* **Consigna 1**: Según el fragmento del texto, ¿en qué lugar daba la mujer de blanco su último lamento cada noche?
* **Consigna 2**: Extrae todas las líneas de los registros que contengan la palabra "white".

* **Fragmento del texto**:
* * * * *
Consumada la
conquista y poco más o menos a mediados del siglo XVI, los vecinos de la ciudad
de México que se recogían en sus casas a la hora de la queda,
tocada por las campanas de la primera Catedral; a media noche y principalmente
cuando había luna, despertaban espantados al oír en la calle, tristes y
prolongadísimos gemidos, lanzados por una mujer a quien afligía, sin duda, honda
pena moral o tremendo dolor físico.
Las primeras
noches, los vecinos contentábanse con persignarse o santiguarse, que aquellos
lúgubres gemidos eran, según ellas, de ánima del otro mundo; pero fueron tantos
y repetidos y se prolongaron por tanto tiempo, que algunos osados y
despreocupados, quisieron cerciorarse con sus propios ojos qué era aquello; y
primero desde las puertas entornadas, de las ventanas o balcones, y enseguida
atreviéndose a salir por las calles, lograron ver a la que, en el silencio de
las obscuras noches o en aquellas en que la luz pálida y transparente de la luna
caía como un manto vaporoso sobre las altas torres, los techos y tejados y las
calles, lanzaba agudos y tristísimos gemidos.
Vestía la mujer
traje blanquísimo, y blanco y espeso velo cubría su rostro. Con lentos y callados
pasos recorría muchas calles de la ciudad dormida, cada noche distintas, aunque
sin faltar una sola, a la Plaza Mayor, donde vuelto el velado rostro hacia el
oriente, hincada de rodillas, daba el último angustioso y languidísimo lamento; puesta en pie, continuaba con el paso
lento y pausado hacia el mismo rumbo, al llegar a orillas del salobre lago, que
en ese tiempo penetraba dentro de algunos barrios, como una sombra se
desvanecía.
* * * * *
* **Datos**:

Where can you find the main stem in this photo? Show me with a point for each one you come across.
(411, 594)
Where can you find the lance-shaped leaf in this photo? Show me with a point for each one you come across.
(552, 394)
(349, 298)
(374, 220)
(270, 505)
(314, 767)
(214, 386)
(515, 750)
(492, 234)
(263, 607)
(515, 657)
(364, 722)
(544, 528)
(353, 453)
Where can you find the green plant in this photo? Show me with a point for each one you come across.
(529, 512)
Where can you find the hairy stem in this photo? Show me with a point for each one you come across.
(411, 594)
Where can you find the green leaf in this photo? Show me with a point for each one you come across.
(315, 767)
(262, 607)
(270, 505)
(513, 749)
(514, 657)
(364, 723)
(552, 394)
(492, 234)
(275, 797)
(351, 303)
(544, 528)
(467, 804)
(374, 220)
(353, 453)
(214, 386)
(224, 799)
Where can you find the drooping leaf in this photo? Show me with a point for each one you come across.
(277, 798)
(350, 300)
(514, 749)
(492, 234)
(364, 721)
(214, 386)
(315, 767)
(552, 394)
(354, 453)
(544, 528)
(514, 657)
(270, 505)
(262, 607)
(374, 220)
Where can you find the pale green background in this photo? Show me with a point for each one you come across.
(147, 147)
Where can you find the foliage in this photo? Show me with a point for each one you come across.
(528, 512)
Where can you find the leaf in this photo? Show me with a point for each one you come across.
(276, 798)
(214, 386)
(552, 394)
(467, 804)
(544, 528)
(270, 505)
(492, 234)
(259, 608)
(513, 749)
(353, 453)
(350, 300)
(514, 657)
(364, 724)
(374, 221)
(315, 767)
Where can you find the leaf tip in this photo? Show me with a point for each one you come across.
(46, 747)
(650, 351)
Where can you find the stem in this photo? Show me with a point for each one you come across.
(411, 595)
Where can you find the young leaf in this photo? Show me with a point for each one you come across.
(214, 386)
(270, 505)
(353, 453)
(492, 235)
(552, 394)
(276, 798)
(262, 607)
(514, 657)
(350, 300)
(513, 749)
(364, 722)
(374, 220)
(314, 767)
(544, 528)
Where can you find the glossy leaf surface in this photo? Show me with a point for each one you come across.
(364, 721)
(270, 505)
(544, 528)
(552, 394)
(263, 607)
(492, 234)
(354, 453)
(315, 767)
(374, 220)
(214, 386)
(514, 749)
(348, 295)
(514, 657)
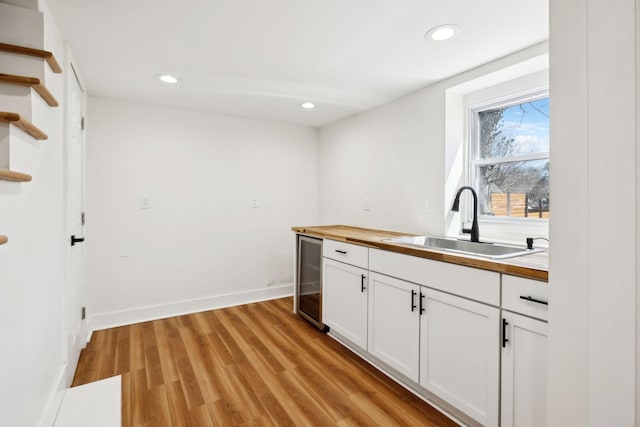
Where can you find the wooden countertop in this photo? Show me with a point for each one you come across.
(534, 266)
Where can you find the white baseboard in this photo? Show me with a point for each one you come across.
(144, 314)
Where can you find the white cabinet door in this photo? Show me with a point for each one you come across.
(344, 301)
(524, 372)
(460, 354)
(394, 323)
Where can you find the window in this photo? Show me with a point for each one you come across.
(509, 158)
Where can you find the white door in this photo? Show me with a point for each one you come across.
* * * * *
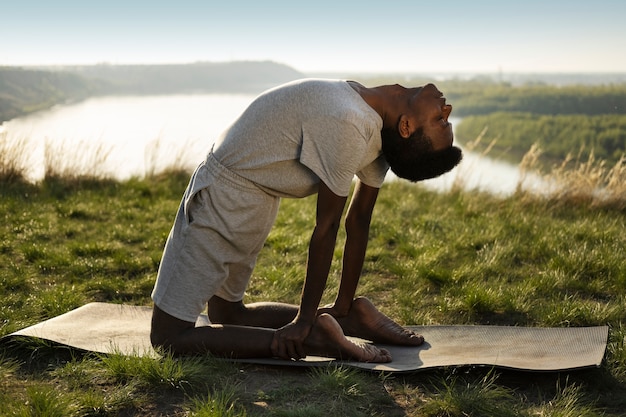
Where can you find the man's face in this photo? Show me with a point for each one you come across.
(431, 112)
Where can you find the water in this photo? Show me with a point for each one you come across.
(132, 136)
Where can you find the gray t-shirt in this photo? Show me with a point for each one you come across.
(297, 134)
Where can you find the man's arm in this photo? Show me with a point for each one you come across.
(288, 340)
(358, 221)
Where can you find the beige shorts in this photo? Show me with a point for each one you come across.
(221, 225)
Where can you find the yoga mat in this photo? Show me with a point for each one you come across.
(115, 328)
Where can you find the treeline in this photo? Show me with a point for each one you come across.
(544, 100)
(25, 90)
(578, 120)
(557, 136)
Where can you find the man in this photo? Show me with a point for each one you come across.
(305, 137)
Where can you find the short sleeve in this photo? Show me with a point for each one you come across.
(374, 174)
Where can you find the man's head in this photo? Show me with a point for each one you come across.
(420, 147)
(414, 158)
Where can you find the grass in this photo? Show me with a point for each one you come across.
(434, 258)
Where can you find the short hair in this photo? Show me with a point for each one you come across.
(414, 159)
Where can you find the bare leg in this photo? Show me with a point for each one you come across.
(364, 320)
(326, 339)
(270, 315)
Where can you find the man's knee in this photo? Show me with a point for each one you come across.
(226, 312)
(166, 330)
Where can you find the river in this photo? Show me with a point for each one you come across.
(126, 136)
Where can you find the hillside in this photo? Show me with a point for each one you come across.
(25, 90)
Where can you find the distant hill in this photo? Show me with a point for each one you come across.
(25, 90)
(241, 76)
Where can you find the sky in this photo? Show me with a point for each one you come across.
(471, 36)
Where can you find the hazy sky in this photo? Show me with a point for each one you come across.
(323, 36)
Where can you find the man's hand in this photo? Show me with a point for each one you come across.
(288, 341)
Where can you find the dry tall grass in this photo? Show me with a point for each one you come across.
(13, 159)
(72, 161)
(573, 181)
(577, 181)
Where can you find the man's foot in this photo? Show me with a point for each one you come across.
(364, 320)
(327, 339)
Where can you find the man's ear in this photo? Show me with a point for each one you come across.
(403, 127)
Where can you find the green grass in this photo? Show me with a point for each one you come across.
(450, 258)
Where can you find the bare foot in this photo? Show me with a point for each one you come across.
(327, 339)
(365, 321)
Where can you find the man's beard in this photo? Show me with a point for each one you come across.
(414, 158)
* * * * *
* **Solución 1**: En la Plaza Mayor.

* **Solución 2**:
Where can you find the white baseboard in this photo? Show me with a point for each one you come across.
Where can you find the white cabinet door in this photo? Show me with a point for each one you come across.
Where can you find the white door in this photo? Show me with a point for each one you come across.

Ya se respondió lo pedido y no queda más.